* WHAT YOU WILL DO
In the entries that follow, which lines hold the string "brass"? List them.

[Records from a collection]

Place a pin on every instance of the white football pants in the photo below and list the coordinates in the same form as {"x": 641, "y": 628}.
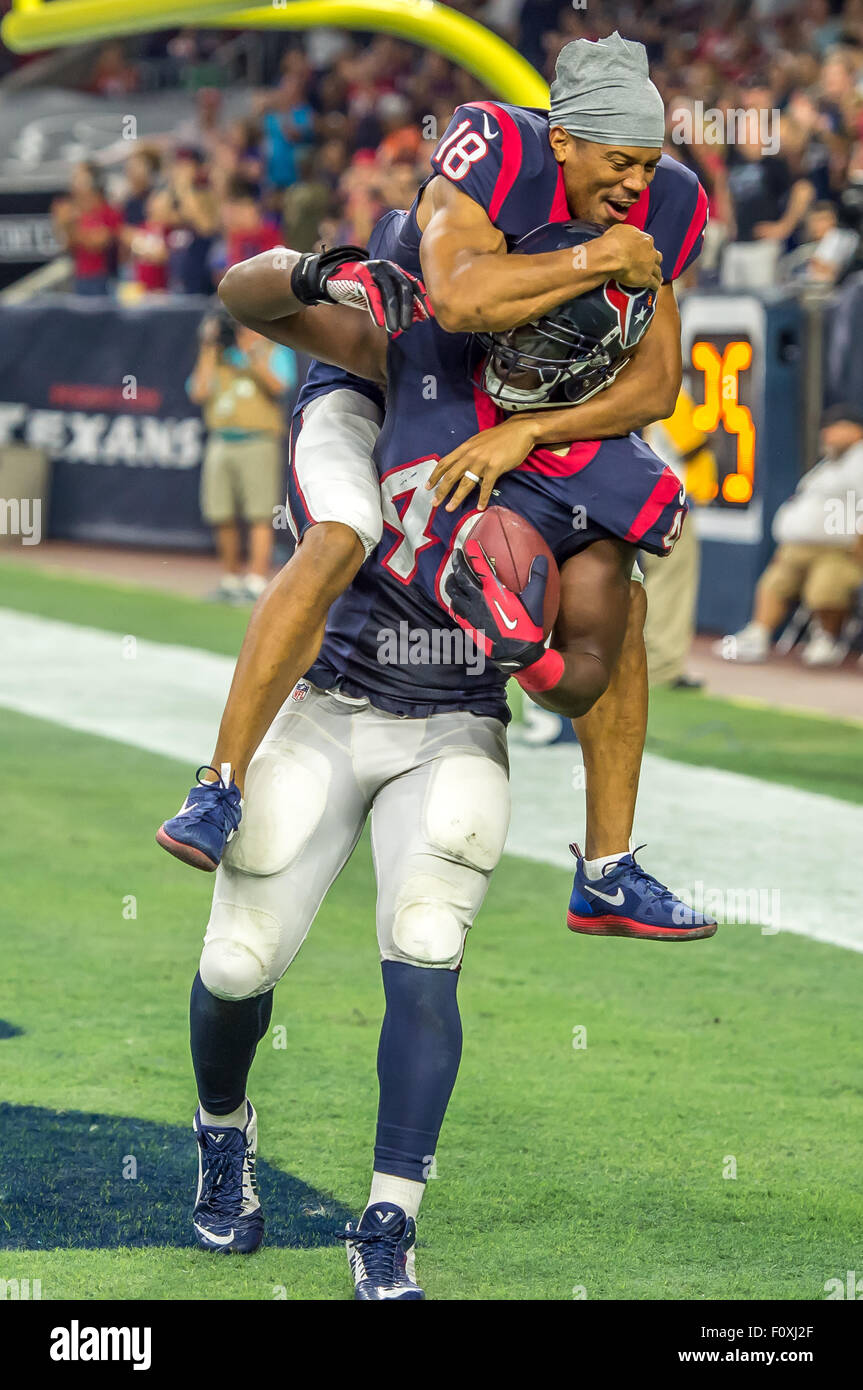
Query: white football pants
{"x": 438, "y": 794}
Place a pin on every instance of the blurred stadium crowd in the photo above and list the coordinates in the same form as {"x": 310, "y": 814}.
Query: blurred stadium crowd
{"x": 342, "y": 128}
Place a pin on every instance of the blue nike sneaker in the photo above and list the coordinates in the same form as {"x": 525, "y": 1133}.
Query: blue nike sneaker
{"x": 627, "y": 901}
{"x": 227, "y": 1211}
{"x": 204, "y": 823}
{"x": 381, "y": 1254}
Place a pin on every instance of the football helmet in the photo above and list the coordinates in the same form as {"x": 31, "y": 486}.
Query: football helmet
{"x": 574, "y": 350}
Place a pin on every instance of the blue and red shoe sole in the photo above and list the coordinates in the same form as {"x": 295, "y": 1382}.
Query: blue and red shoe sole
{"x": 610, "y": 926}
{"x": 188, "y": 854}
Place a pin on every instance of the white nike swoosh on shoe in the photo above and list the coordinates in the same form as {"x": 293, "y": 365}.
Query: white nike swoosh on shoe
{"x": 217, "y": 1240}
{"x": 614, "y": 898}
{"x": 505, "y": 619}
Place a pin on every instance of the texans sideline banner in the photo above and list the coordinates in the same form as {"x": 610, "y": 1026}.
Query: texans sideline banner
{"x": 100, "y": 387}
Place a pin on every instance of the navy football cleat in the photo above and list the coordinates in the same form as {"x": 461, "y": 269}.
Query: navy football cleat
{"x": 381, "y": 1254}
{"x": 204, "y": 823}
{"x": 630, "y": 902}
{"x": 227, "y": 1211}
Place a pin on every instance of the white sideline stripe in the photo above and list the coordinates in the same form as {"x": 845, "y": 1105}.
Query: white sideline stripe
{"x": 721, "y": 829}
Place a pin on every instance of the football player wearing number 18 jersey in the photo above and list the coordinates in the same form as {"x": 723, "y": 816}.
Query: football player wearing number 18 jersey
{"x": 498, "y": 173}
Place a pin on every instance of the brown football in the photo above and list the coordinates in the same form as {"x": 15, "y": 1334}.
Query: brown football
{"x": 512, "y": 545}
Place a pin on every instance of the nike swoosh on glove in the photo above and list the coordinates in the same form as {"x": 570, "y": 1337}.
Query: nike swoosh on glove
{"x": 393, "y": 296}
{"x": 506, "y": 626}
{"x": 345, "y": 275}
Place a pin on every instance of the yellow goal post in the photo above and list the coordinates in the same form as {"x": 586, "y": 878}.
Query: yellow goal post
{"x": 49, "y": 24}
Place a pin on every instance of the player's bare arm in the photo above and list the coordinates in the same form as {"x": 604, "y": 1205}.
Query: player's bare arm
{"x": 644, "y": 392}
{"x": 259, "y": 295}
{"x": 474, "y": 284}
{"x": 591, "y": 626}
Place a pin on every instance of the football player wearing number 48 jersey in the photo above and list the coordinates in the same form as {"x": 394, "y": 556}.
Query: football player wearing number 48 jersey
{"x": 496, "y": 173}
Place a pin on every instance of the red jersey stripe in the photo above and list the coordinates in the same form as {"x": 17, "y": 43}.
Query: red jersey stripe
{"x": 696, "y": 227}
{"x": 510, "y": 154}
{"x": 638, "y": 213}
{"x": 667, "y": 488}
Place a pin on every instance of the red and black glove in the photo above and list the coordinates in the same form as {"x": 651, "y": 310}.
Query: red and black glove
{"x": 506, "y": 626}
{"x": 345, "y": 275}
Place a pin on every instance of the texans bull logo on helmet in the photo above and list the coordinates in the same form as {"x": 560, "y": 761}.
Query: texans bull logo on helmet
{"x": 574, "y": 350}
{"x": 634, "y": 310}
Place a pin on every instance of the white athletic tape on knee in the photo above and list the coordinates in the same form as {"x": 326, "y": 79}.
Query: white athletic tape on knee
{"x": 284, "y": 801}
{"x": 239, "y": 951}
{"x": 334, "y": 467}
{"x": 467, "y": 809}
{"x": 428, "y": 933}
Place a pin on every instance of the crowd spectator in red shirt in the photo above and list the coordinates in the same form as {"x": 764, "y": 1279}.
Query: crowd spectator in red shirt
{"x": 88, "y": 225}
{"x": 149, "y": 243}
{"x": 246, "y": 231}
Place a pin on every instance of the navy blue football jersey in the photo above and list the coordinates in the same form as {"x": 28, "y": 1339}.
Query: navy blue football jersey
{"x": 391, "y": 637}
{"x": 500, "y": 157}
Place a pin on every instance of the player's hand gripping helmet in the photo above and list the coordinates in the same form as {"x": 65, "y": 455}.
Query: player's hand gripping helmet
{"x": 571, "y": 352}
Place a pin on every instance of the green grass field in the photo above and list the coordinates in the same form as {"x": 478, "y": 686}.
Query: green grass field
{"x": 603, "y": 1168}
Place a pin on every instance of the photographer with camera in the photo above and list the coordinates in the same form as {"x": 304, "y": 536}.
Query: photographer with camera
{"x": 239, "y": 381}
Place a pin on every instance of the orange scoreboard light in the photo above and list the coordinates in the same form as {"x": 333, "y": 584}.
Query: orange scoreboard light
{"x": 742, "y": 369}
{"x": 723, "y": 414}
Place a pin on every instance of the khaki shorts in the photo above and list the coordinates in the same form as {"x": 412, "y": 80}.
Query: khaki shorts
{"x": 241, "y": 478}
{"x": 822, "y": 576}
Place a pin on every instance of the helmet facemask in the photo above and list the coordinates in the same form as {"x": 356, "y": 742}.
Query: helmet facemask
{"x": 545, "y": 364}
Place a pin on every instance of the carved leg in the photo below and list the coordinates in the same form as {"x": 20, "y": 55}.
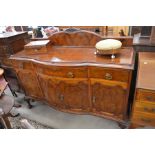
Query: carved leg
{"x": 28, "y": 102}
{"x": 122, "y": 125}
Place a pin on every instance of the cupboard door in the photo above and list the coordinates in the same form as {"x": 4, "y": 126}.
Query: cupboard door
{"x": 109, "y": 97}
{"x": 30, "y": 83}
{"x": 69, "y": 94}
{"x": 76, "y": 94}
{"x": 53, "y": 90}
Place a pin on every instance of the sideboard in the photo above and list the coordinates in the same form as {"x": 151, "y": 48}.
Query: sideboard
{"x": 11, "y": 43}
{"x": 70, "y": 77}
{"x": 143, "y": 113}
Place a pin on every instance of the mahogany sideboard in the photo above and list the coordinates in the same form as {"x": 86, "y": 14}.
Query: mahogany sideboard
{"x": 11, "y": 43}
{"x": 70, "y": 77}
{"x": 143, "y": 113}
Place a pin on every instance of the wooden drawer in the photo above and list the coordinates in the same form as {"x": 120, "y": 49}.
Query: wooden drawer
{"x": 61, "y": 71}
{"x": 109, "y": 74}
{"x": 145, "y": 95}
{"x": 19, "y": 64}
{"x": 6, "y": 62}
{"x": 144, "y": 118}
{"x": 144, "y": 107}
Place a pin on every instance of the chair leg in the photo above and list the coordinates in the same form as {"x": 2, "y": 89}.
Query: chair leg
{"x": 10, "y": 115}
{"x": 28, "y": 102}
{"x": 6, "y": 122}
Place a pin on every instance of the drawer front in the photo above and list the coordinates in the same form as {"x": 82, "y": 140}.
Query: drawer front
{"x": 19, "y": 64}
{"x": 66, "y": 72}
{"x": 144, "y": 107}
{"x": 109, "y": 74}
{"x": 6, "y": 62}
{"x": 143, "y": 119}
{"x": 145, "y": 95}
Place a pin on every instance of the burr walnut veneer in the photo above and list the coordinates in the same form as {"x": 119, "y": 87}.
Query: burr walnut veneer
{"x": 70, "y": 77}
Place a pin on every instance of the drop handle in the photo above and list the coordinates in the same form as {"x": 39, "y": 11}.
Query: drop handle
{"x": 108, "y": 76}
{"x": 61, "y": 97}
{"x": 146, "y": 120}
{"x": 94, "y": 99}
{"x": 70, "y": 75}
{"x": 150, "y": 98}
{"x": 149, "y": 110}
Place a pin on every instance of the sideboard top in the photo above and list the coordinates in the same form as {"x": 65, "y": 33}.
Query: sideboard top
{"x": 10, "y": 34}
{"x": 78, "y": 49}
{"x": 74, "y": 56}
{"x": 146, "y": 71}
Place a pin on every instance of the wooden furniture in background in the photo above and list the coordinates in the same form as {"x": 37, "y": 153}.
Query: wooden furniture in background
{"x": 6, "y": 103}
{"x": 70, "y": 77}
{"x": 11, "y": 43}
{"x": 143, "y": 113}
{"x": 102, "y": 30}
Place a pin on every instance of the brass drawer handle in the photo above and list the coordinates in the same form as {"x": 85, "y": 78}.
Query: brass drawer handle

* REPLY TO THE TASK
Place a pin on every instance of the brass drawer handle in the photo above and list the coordinates in the same form as {"x": 85, "y": 78}.
Query: brass drawer handle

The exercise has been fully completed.